Re: WIP: Covering + unique indexes.

From: Amit Kapila <amit(dot)kapila16(at)gmail(dot)com>
To: Robert Haas <robertmhaas(at)gmail(dot)com>
Cc: Anastasia Lubennikova <a(dot)lubennikova(at)postgrespro(dot)ru>, Andrey Borodin <amborodin(at)acm(dot)org>, pgsql-hackers <pgsql-hackers(at)postgresql(dot)org>, Anastasia Lubennikova <lubennikovaav(at)gmail(dot)com>
Subject: Re: WIP: Covering + unique indexes.
Date: 2016-10-04 13:20:35
Message-ID: CAA4eK1KnxpoiNNm-cpXEkvOwYxmioeZ5X7_yJU3cVcv6dQFMgA@mail.gmail.com
Views: Raw Message | Whole Thread | Download mbox | Resend email
Thread:
Lists: pgsql-hackers

On Tue, Sep 27, 2016 at 7:51 PM, Robert Haas <robertmhaas(at)gmail(dot)com> wrote:
> On Mon, Sep 26, 2016 at 11:17 AM, Anastasia Lubennikova
> <a(dot)lubennikova(at)postgrespro(dot)ru> wrote:
>>> Is there any fundamental problem in storing them in ordered way? I
>>> mean to say, you need to anyway store all the column values on leaf
>>> page, so why can't we find the exact location for the complete key.
>>> Basically use truncated key to reach to leaf level and then use the
>>> complete key to find the exact location to store the key. I might be
>>> missing some thing here, but if we can store them in ordered fashion,
>>> we can use them even for queries containing ORDER BY (where ORDER BY
>>> contains included columns).
>>
>> I'd say that the reason for not using included columns in any
>> operations which require comparisons, is that they don't have opclass.
>> Let's go back to the example of points.

(Short exercise 1): Return each line of the entries that contains the word "tree".
The message above has no connection to the entries that come next.

(Bounding box annotation entries)
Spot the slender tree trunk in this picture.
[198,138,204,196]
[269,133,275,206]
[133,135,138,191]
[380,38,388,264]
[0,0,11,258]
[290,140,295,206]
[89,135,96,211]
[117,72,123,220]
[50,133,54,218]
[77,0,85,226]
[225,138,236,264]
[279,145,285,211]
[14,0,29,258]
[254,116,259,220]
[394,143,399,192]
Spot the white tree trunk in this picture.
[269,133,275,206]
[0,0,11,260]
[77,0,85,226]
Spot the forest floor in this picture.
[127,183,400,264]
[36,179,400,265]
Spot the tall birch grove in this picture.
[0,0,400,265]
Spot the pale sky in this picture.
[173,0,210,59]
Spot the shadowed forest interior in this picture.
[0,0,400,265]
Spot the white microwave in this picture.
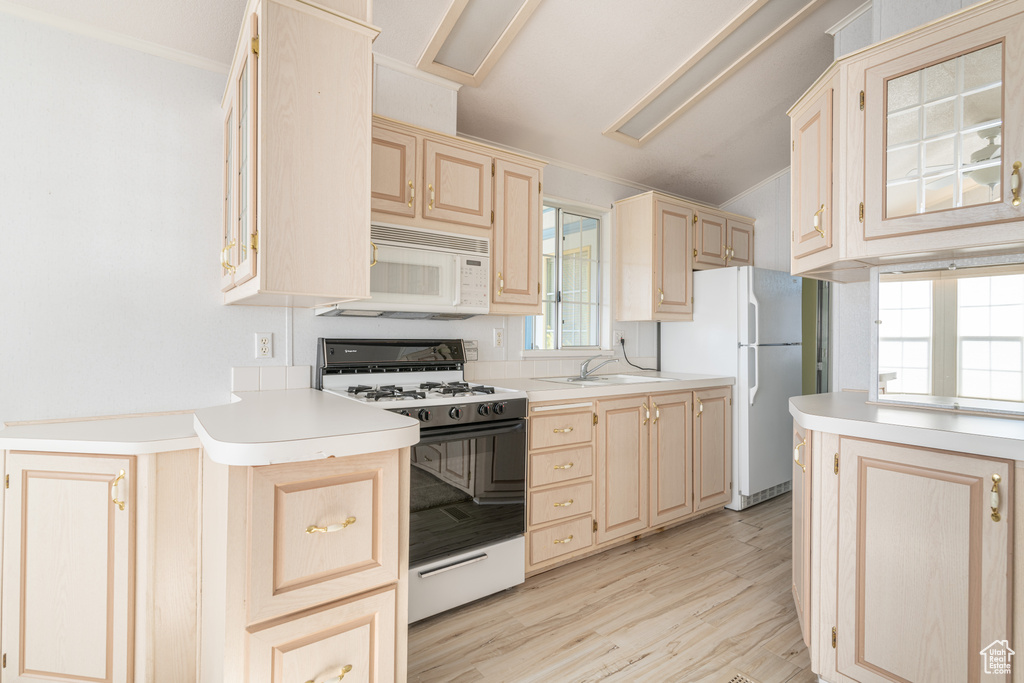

(Short exercise 2): In the message, what does Anastasia Lubennikova say included columns lack that keeps them out of operations requiring comparisons?

(Right answer 1):
Spot the slender tree trunk in this picture.
Spot the white tree trunk in this picture.

(Right answer 2): They don't have an opclass.